28 Aralık 2010 Salı

2010 bitiyormuş, Mutlu yıllar!


2010 bitiyormuş...Eh ne yapalım bitsin. Geriye dönüp bakınca yine ne çok şey yaşamışız. Her yıl bitimi hem yeni bir umut hem de neler beklemişim neler olmuş, ne süprizler çıkmış karşıma tadında bunalımdır bende.

Yakın çevremin bildiği üzere insanları öğrenmeye devam ediyorum. Hiçbir zaman tam anlamıyla başarılı da olamayacağım belki. Bana anlatılanlara inanmak gibi çocuksu bir yanım var lakin gerçeğin anlatıldığı gibi olmadığı yüzüme çarpınca sinirleniyorum :) Böyleyim işte elden ne gelir. Yine böyle bir yıl olmuş. Ucundan köşesinden payımıza düşenleri yaşamışız. Kimi çıkarımlar yapmışım genelini bir kaç ay sonra yine unutacağım:

* Şöyleyim böyleyim diyorlar ya, inanma ve incele... Öyle olmadıklarını görme ihtimalin var.

* Kimi değerlerden en çok söz edenler, o değerlere sahip olabilecekleri gibi o değerlerden en uzakta olanlar olabilirler.

* Yalan söylendiğinde susma, bir çocuğun cesaretiyle ' E ama bu resmen yalan, saygısızlık ediyorsun' diyebil.

* Önyargılı olma insanlara, en kızdıkların en sevdiklerin olabilirler.

* Ve en sevdiklerin de en kızdıkların.

* Gülümsemek hüznü, kızgınlığı, acıyı silip geçen bir etkiye sahiptir.

* Nefret edemesen de en azından uzak durmayı bil sana zarar verenlerden.

* Sevdiklerine belli et sevgini ki senin kadar onlar da bilebilsin.

* İnancını yitirme, çirkinliklerin olma sebebi güzelliğini görebilmek dünyanın.

* Özü sözü bir olan insan buldun mu bırakma yakasını, zorla dostu ol gerekirse :)

* Özrünü hakeden insana borcunu öde.
----
**Verilen Alıştırma 1**
Kayıtlarda "tower" dizesini içeren bütün satırları sıralayın. Büyük ve küçük harf ayrımına dikkat edin.
----
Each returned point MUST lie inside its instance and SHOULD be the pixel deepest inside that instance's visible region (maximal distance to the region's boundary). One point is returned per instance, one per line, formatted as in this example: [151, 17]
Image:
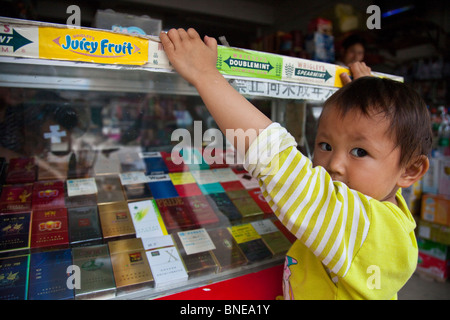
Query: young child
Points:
[355, 233]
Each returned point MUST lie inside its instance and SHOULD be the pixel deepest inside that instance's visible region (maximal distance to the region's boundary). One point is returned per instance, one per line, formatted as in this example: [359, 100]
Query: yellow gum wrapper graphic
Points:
[91, 46]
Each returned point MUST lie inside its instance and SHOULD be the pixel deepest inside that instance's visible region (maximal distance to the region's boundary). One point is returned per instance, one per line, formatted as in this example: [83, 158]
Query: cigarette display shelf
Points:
[101, 132]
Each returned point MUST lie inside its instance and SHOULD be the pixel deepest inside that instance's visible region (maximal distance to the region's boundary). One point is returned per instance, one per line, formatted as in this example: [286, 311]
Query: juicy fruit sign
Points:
[249, 63]
[94, 46]
[72, 44]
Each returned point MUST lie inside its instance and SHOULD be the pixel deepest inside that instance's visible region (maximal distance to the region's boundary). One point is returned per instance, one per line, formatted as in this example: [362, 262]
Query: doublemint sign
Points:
[255, 65]
[313, 74]
[249, 63]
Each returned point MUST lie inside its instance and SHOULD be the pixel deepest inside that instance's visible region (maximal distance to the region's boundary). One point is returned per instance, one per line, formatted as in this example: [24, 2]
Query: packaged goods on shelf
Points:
[436, 208]
[434, 259]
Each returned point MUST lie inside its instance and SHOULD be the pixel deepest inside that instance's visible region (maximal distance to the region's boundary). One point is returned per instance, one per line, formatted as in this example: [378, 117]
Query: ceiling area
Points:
[243, 21]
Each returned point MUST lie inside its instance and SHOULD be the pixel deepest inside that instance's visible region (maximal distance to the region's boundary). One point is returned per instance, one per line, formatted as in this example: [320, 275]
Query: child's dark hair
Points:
[409, 118]
[353, 39]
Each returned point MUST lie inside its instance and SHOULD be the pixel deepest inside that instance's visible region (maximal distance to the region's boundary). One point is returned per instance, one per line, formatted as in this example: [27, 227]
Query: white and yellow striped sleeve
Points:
[328, 217]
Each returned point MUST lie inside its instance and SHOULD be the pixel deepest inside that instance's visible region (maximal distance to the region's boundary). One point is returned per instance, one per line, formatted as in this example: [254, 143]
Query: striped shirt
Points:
[330, 220]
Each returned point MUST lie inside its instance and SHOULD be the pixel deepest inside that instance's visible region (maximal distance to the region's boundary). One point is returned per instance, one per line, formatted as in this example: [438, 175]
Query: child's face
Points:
[358, 151]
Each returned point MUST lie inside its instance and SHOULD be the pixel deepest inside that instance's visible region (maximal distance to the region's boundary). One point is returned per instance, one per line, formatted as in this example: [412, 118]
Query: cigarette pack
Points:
[165, 261]
[193, 159]
[201, 211]
[248, 208]
[48, 195]
[174, 164]
[49, 229]
[176, 214]
[84, 226]
[207, 181]
[137, 191]
[14, 274]
[197, 264]
[21, 170]
[109, 189]
[16, 198]
[15, 231]
[147, 219]
[107, 162]
[53, 171]
[227, 252]
[274, 239]
[115, 220]
[223, 205]
[48, 275]
[161, 186]
[154, 163]
[97, 276]
[185, 184]
[250, 242]
[130, 265]
[130, 161]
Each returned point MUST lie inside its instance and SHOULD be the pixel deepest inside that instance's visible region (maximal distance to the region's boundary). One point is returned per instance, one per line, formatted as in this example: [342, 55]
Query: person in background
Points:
[352, 56]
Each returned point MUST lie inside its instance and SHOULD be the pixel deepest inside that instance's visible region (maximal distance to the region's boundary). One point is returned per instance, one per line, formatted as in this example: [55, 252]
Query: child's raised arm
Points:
[195, 60]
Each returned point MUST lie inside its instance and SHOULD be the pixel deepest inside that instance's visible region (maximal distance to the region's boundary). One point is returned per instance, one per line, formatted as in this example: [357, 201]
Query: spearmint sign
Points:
[249, 63]
[308, 71]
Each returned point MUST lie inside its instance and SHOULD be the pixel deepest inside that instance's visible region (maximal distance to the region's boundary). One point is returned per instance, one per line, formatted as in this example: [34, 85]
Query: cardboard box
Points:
[444, 176]
[436, 208]
[434, 267]
[127, 23]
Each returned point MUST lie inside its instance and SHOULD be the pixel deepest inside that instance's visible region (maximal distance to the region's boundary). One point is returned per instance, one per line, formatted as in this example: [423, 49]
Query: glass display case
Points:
[97, 201]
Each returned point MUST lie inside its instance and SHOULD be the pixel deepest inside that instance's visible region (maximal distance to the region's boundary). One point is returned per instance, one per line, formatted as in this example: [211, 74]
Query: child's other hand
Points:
[358, 70]
[191, 57]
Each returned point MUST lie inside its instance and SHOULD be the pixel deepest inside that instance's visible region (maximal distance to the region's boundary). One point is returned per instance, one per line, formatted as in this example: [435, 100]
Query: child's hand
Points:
[192, 58]
[358, 70]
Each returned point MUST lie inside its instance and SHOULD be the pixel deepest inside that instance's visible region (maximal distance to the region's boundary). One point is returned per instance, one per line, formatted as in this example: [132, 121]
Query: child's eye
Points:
[358, 152]
[324, 146]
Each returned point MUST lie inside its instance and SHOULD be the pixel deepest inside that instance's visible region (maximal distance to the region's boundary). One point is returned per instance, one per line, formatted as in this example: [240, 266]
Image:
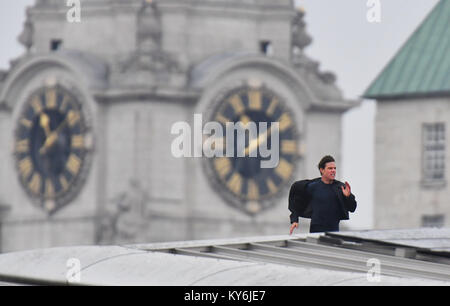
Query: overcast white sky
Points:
[345, 43]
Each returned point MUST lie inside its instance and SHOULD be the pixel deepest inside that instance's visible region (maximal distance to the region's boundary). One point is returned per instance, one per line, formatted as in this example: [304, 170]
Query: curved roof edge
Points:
[150, 265]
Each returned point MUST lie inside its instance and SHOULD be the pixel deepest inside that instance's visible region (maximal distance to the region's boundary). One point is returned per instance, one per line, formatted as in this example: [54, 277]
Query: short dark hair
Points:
[326, 159]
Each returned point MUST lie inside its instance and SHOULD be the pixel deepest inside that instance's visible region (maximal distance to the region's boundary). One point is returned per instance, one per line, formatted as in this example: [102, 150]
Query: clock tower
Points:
[86, 116]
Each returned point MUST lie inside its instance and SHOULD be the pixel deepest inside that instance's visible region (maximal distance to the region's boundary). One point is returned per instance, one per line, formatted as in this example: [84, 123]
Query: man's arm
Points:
[349, 198]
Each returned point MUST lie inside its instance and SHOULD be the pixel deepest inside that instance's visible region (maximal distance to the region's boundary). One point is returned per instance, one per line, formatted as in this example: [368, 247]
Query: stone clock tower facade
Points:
[86, 117]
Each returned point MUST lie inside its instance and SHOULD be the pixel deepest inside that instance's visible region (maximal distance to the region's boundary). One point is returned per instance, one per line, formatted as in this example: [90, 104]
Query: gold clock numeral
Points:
[272, 106]
[49, 189]
[235, 183]
[252, 190]
[77, 142]
[25, 167]
[64, 183]
[288, 146]
[271, 185]
[35, 183]
[36, 104]
[73, 164]
[50, 98]
[285, 121]
[22, 146]
[237, 104]
[222, 166]
[284, 169]
[64, 104]
[73, 117]
[255, 101]
[221, 118]
[26, 122]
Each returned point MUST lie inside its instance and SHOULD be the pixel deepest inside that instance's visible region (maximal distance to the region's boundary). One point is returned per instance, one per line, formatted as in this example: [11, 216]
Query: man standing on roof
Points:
[324, 200]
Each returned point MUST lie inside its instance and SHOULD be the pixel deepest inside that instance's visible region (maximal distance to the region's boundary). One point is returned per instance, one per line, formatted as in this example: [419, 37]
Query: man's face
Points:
[329, 172]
----
**Verilen Alıştırma 2**
Yıl sonu yazısında "Yakın çevremin bildiği üzere" diye başlayan paragrafı, ana bilgilerini koruyarak daha kısa biçimde yeniden yazın.

**Tam Cevap 1**
Query: clock tower
Query: stone clock tower facade

**Tam Cevap 2**
Yakın çevremin bildiği gibi insanları öğrenmeye devam ediyorum ama belki hiçbir zaman tam başaramayacağım. Bana anlatılanlara çocukça inanıyorum, gerçeğin öyle olmadığını görünce de sinirleniyorum. Bu yıl da böyle geçti ve payımıza düşeni yaşadık. Bazı çıkarımlar yaptım, ancak çoğunu birkaç ay sonra yine unutacağım.